--- START ---

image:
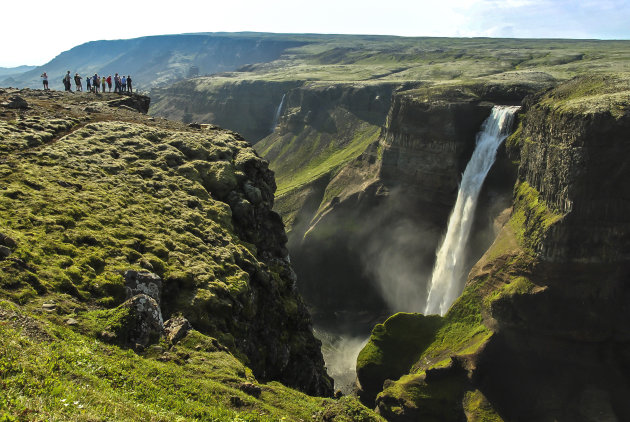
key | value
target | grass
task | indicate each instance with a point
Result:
(114, 191)
(49, 372)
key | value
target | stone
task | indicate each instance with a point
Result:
(145, 326)
(72, 322)
(253, 194)
(251, 389)
(49, 307)
(176, 328)
(7, 241)
(236, 401)
(16, 102)
(134, 101)
(143, 282)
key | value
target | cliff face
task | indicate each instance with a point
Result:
(538, 333)
(93, 191)
(381, 216)
(247, 107)
(158, 60)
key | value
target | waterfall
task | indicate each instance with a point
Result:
(448, 273)
(277, 115)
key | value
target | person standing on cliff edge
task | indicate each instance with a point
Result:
(77, 82)
(67, 83)
(45, 81)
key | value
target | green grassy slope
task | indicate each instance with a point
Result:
(87, 195)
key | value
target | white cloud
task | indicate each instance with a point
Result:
(34, 31)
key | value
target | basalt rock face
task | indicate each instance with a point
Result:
(539, 332)
(391, 204)
(573, 160)
(427, 144)
(122, 196)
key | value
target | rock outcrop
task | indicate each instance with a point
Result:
(170, 219)
(539, 331)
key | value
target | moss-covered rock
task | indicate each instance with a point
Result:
(112, 190)
(392, 349)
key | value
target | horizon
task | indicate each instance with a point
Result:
(312, 34)
(604, 20)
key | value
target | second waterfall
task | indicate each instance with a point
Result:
(448, 273)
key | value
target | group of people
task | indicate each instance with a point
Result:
(94, 83)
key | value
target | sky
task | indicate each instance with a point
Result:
(35, 31)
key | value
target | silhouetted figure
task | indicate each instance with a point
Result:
(77, 82)
(45, 81)
(67, 83)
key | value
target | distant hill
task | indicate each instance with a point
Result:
(157, 60)
(5, 71)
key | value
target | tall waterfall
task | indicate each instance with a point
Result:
(277, 115)
(448, 273)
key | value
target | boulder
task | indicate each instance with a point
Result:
(143, 282)
(7, 241)
(176, 328)
(143, 325)
(16, 102)
(134, 101)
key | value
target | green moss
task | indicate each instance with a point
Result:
(437, 401)
(393, 348)
(531, 217)
(478, 409)
(71, 376)
(304, 159)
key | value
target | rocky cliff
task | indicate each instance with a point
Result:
(159, 60)
(391, 203)
(538, 333)
(151, 235)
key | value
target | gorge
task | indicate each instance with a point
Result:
(448, 272)
(359, 145)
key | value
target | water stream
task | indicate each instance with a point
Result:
(447, 280)
(276, 116)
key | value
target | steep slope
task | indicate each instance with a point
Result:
(538, 333)
(112, 223)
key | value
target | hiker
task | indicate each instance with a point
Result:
(45, 81)
(66, 82)
(77, 82)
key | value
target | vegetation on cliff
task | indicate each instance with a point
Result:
(536, 296)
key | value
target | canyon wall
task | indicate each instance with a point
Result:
(538, 333)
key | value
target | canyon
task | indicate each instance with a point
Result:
(359, 144)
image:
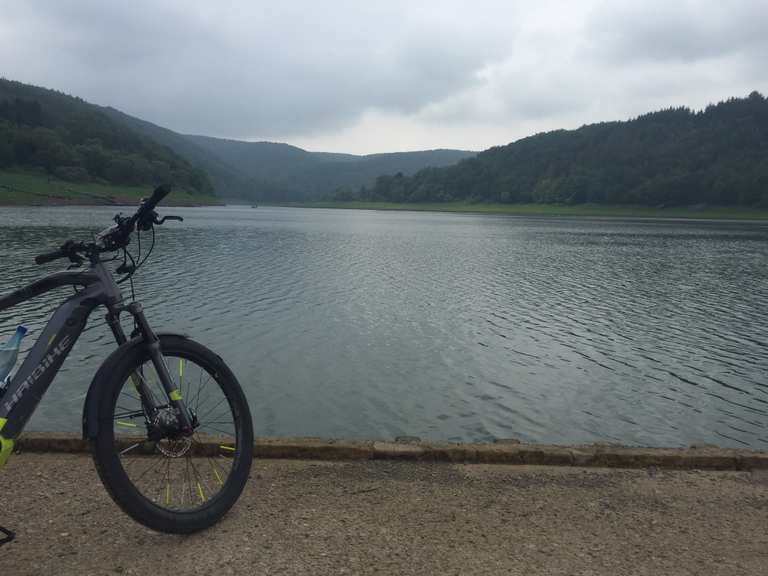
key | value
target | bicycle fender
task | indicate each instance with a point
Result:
(93, 398)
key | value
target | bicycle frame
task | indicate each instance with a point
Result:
(34, 376)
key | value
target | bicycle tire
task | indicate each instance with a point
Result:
(108, 460)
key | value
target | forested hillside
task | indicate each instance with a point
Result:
(281, 172)
(71, 140)
(716, 156)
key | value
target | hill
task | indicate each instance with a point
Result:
(674, 157)
(71, 140)
(286, 173)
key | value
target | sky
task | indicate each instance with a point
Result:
(364, 77)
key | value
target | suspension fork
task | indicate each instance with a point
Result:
(152, 343)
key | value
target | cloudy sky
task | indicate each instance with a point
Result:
(393, 75)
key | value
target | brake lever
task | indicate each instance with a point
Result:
(164, 218)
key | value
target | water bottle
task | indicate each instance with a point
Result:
(9, 352)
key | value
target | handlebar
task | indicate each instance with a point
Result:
(119, 235)
(147, 206)
(49, 257)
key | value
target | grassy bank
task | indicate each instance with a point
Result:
(31, 189)
(592, 210)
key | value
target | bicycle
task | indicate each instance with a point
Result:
(168, 423)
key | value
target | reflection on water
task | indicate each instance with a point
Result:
(453, 327)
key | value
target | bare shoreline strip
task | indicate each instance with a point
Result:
(500, 452)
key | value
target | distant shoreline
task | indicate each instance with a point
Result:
(582, 210)
(32, 189)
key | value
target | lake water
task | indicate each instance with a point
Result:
(367, 324)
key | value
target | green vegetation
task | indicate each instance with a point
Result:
(270, 171)
(583, 210)
(77, 142)
(41, 189)
(675, 157)
(280, 172)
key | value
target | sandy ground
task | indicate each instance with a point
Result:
(376, 517)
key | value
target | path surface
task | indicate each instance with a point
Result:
(301, 517)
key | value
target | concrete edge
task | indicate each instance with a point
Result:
(500, 452)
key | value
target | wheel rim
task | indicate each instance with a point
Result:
(182, 473)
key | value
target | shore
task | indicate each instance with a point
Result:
(581, 210)
(385, 517)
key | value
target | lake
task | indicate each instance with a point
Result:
(363, 324)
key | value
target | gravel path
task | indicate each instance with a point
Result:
(301, 517)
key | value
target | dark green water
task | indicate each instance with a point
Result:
(445, 326)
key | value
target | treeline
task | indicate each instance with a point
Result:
(717, 156)
(72, 140)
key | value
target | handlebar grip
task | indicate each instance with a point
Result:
(50, 257)
(157, 196)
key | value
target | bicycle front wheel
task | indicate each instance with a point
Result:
(177, 484)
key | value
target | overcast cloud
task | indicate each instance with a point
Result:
(384, 76)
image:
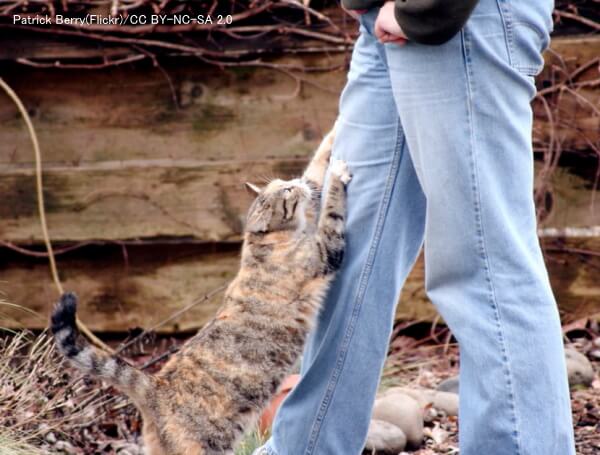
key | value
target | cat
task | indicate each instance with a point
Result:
(211, 391)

--- END ---

**Requirement**
Across the material, report every line that has the word "grassy".

**Solution**
target | green grassy slope
target | grassy bank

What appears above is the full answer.